Seitenauszug:
-*-*-

Den ganz großen Moment hebt sich „Westworld“ aber für den Schluss auf. Die Untergrund-Bar befindet sich nämlich in einem Zug, der mit Vollgas Richtung Nostalgie fährt. Der Host, der in der ersten Staffel Clementine im Bordell ersetzt hatte, wurde zur Anreise-Dame „befördert“ und darf wie in Folge Eins der Serie bei der Ankleide (und auf Wunsch mehr) behilflich sein. Hier gibt es etliche Parallelen zur ersten Staffel zu sehen, getoppt von der abschließenden Hut-Auswahl, die Caleb dankend ablehnt, was eine Kennzeichnung der Figur darstellt, die weder als rein gute (Weiß) noch als rein böse (schwarz) zu sehen ist.
“I ran away, crossed the shining sea, and when I finally set foot back on solid ground, all I found was the same old shit.“ (Maeve)
Und dann sehen wir eine Host-Version Williams, die wie Ford in Staffel Eins zur großen Park-Eröffnung ansetzt. Yep, „Westworld“ ist wieder zu Gast in einem Park. Dieses Mal geht es in die Zwanziger Jahre – also, vor einem Jahrhundert. Ich bin mir sicher, dass das ein ganz neues Abenteuer wird und nicht im Ansatz wie in den ersten beiden Staffeln dargestellt wird. Aber eine nette Komponente dürfte so ein neuer Delos-Park schon mit sich bringen können.
„Welcome to the golden age!“ (William-Host)
Inhaltlich empfand ich die Folge etwas schlechter weniger gut als den Auftakt. Dafür gab es aber extrem viele gelungene Referenzen zur ersten Staffel UND einen neuen Park für uns! Und da war sie dann wieder, diese „Westworld“-Atmosphäre, dieses ganz besondere Gefühl beim Zuschauen. Das wurde auch durch die besonders schönen Aufnahmen unterstützt, die allgemein viel in dieser Folge zu sehen waren. Und so schafft es die Folge insgesamt dann vielleicht gar die erste Folge zu überstrahlen. Ein paar wenige Fragen wurden minimal beantwortet, dafür weitere aufgeworfen. Insgesamt handelt es sich auch bei Folge Zwei noch um Grundlagen-Arbeit. Die ist aber deutlich feinfühliger gestaltet worden als in der vorherigen Folge. Die Fan-Theorien dürften jedenfalls noch mehr in Schwung gebracht worden sein mit dieser Episode. Vor allem auch, weil man sich eben nicht mehr nur nicht sicher darüber sein kann, WANN etwas zu sehendes gerade spielt, sondern auch WER da gerade spielt. Ein menschliches Original? Ein Host? Eine Host-Kopie? Oder gar ein Mensch, der Fliegen infiltriert bekommen hat, die darauf programmiert sind, die Gedanken zu steuern?

-*-*-

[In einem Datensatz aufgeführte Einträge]
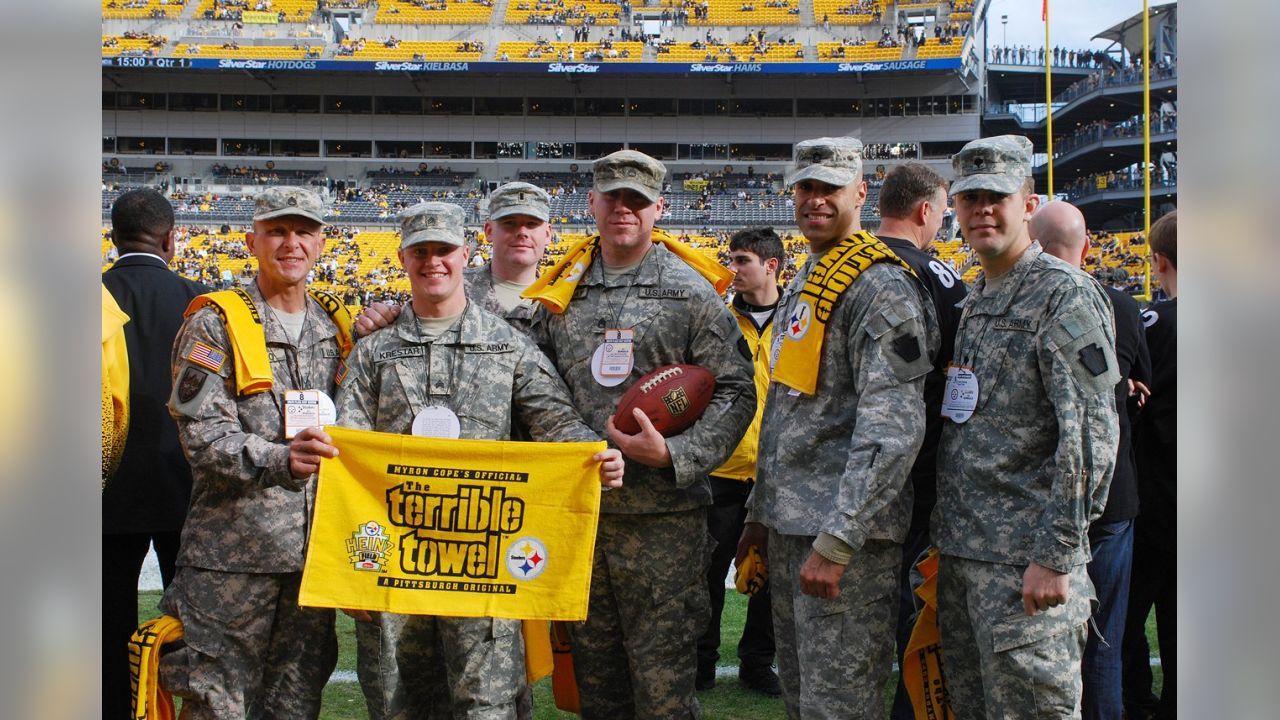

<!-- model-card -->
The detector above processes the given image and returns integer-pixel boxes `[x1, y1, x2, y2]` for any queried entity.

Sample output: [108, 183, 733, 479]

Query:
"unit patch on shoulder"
[893, 334, 922, 363]
[1079, 342, 1107, 377]
[170, 364, 221, 418]
[187, 342, 227, 373]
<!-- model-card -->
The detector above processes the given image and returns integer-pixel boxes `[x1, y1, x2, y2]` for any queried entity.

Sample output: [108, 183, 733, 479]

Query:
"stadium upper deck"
[102, 0, 986, 67]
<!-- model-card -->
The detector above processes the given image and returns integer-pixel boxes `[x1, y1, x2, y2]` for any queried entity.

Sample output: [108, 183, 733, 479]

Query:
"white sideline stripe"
[329, 657, 1160, 683]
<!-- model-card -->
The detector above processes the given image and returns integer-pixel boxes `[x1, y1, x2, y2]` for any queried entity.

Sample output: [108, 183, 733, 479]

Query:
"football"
[613, 365, 716, 437]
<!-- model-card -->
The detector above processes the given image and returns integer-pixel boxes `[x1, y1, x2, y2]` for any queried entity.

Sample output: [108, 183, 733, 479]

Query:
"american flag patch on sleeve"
[187, 342, 227, 373]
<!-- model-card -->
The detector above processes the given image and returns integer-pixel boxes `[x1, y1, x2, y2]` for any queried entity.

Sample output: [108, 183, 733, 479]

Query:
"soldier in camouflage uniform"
[524, 150, 755, 720]
[933, 136, 1120, 720]
[314, 202, 622, 719]
[739, 137, 940, 720]
[356, 182, 552, 343]
[462, 182, 552, 333]
[161, 187, 340, 719]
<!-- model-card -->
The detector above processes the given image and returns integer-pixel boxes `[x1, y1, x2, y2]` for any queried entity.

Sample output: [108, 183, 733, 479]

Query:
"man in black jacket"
[1030, 200, 1151, 720]
[102, 188, 209, 720]
[1124, 210, 1178, 720]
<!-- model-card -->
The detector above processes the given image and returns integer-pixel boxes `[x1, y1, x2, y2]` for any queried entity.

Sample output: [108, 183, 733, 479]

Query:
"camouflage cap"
[787, 137, 863, 187]
[253, 186, 324, 224]
[399, 202, 467, 250]
[591, 150, 667, 202]
[951, 135, 1032, 195]
[489, 182, 552, 223]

-*-*-

Auszuführende Schritte:
1. Übersetze den Satz „Dieses Mal geht es in die Zwanziger Jahre – also, vor einem Jahrhundert.“ aus dem Seitenauszug zur Westworld-Folge ins Englische.
2. Gib die Datensätze samt Anfragen erneut aus, vom Beginn der Datensätze bis einschließlich der Zeile mit „[161, 187, 340, 719]“. Ändere dabei jede Koordinate in den Antwortrahmen um -49 und lass die Bilder weg.

Antworten je Aufgabe:
1. This time it's off to the Twenties – that is, a century ago.

2.
<!-- model-card -->
The detector above processes the given image and returns integer-pixel boxes `[x1, y1, x2, y2]` for any queried entity.

Sample output: [108, 183, 733, 479]

Query:
"unit patch on shoulder"
[844, 285, 873, 314]
[1030, 293, 1058, 328]
[121, 315, 172, 369]
[138, 293, 178, 324]
<!-- model-card -->
The detector above processes the given image and returns integer-pixel boxes `[x1, y1, x2, y2]` for any queried entity.

Sample output: [108, 183, 733, 479]

Query:
"stadium upper deck"
[53, -49, 937, 18]
<!-- model-card -->
The detector above processes the given image and returns integer-pixel boxes `[x1, y1, x2, y2]` for any queried entity.

Sample output: [108, 183, 733, 479]

Query:
"white sideline stripe"
[280, 608, 1111, 634]
<!-- model-card -->
The detector above processes the given image and returns integer-pixel boxes `[x1, y1, x2, y2]` for any queried entity.

Sample output: [108, 183, 733, 479]

Query:
"football"
[564, 316, 667, 388]
<!-- model-card -->
The detector above processes the given image and returns integer-pixel boxes `[x1, y1, x2, y2]` for any queried entity.

Sample output: [108, 183, 733, 479]

Query:
"american flag patch on sleeve"
[138, 293, 178, 324]
<!-- model-card -->
The detector above processes the given image and returns integer-pixel boxes `[x1, y1, x2, y2]` for any queried entity.

Sample output: [108, 183, 733, 479]

Query:
"soldier in camouflage uniform"
[475, 101, 706, 671]
[884, 87, 1071, 671]
[265, 153, 573, 670]
[690, 88, 891, 671]
[307, 133, 503, 294]
[413, 133, 503, 284]
[112, 138, 291, 670]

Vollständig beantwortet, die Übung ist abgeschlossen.